___ DATA TO USE

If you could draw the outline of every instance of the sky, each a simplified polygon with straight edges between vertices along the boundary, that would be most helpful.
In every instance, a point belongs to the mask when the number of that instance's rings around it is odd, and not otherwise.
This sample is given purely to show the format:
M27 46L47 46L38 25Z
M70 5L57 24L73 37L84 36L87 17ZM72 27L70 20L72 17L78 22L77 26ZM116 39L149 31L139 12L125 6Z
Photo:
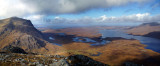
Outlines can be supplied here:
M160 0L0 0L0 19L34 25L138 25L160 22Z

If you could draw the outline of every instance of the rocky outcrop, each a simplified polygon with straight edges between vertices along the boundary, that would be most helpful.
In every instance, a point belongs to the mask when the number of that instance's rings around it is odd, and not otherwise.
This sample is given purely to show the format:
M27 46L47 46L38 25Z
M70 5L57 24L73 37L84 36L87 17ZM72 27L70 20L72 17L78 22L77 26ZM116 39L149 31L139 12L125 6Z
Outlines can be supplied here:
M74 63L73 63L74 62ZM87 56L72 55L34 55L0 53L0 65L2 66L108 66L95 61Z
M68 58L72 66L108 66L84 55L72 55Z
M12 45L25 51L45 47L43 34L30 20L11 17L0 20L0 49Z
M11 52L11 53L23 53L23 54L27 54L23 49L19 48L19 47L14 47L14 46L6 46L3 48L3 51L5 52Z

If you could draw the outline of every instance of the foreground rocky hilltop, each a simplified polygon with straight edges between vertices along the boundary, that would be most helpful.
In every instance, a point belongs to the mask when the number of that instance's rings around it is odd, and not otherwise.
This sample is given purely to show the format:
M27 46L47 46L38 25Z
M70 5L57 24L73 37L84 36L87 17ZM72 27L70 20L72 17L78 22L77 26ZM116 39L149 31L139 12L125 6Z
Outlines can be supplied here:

______
___ DATA TO USE

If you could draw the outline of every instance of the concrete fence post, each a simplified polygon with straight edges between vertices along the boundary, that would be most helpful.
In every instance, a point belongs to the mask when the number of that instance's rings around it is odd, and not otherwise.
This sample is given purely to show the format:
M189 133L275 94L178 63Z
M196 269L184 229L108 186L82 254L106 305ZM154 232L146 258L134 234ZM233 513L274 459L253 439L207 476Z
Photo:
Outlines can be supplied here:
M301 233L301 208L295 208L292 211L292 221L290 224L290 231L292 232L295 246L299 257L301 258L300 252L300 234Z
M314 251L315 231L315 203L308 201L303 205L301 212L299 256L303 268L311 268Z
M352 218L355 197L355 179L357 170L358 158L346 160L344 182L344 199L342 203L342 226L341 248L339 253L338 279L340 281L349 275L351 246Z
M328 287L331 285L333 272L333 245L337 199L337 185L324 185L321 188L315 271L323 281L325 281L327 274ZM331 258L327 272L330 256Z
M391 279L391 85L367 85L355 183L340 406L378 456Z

______
___ DATA TO USE

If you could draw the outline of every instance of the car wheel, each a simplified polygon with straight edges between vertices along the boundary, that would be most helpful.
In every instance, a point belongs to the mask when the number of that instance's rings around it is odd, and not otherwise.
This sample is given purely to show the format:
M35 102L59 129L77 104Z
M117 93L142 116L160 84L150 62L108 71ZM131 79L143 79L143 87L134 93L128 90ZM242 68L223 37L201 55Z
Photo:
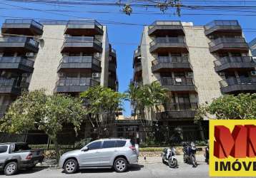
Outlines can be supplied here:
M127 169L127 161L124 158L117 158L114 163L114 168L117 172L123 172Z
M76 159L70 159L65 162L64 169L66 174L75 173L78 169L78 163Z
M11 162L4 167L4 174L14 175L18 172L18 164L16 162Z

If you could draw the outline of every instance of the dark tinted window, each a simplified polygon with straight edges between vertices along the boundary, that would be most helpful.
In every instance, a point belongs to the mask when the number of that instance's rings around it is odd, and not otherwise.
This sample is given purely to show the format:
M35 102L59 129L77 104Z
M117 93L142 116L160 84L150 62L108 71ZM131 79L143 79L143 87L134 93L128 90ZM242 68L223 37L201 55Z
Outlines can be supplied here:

______

**WHAT YOU SHOULD DO:** Write out word for word the lines starting with the one that contains "the sky, each" and going on through the one that contains "M11 52L11 53L23", both included. Leave the pictures out.

**RESULT:**
If you could draw the outline of every instance of the sky, each a simplified polygon with straight edges between vertices along the boundary, that would be most helpful.
In every instance, a point belongs to the mask when the number of that instance's rings around it is odd, and not otherwise.
This sample is given purely to show the format:
M27 46L47 46L38 25Z
M70 5L57 24L73 37L84 36L87 17ZM72 27L70 20L72 17L78 22L77 26ZM116 39L149 31L139 12L125 6Z
Photo:
Outlines can be supplied here:
M160 0L0 0L0 19L34 25L138 25L160 22Z

If you could draw the outline of every instance of the rocky outcrop, each a simplified polygon with straight edges between vertices along the boundary, that would be most helpful.
In every instance, a point belongs to the mask when the number of that instance's rings around it is odd, and not otherwise.
This sample is given purely to show the format:
M27 46L47 46L38 25Z
M70 5L57 24L73 37L84 36L87 17ZM72 27L70 20L72 17L78 22L77 26ZM116 39L149 31L139 12L125 6Z
Outlines can be supplied here:
M74 63L73 63L74 62ZM87 56L72 55L34 55L0 53L0 65L2 66L108 66L95 61Z
M68 58L72 66L108 66L84 55L72 55Z
M12 45L25 51L45 47L43 34L30 20L11 17L0 20L0 49Z
M11 52L11 53L23 53L23 54L27 54L23 49L19 48L19 47L14 47L14 46L6 46L3 48L3 51L5 52Z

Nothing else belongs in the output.